> **YOUR ASSIGNMENT**:
The answer should be each line of the records that contains the word "wooden"; please copy them all.

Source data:
============
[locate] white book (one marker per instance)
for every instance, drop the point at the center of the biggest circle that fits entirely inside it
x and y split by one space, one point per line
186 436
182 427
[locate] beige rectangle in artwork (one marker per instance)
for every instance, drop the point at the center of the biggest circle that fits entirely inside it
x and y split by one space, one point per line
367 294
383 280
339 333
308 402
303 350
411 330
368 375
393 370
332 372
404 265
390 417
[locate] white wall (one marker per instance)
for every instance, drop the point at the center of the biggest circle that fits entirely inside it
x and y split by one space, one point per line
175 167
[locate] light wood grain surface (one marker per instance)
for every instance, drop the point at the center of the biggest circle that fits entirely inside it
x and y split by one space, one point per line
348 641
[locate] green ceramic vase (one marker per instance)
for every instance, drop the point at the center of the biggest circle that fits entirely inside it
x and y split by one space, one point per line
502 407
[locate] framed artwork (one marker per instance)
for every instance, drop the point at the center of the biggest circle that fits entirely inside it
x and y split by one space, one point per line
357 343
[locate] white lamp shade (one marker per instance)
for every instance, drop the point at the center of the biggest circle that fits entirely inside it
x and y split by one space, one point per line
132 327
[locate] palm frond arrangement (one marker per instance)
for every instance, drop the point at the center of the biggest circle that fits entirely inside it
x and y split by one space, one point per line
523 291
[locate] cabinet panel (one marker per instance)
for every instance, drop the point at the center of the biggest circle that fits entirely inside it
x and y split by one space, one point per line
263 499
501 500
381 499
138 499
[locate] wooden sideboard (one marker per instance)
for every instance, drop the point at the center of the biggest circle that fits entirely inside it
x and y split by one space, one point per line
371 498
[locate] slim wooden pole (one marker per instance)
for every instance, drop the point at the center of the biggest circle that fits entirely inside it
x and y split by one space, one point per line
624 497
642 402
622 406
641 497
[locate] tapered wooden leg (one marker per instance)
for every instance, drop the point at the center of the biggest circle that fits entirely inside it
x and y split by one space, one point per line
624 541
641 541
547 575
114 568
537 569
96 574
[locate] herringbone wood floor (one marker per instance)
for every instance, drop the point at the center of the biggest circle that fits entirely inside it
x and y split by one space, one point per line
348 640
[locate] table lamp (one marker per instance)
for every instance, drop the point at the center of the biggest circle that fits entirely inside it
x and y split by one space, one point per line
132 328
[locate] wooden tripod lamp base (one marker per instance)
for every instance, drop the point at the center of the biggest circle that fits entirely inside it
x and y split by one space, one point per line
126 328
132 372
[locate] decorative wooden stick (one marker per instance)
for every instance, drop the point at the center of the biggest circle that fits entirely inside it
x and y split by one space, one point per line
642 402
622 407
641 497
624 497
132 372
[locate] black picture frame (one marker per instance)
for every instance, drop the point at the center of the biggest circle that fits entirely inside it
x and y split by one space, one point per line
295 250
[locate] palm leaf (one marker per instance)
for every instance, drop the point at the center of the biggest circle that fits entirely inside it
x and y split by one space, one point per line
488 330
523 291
============
> **EXERCISE OUTPUT**:
[locate] wooden sideboard (one marker per instance)
[locate] slim wooden pole (one marker per instance)
[locate] tapered wooden leg (one marker per instance)
[locate] wooden tripod lamp base (one marker per instance)
[locate] decorative wooden stick (one marker per instance)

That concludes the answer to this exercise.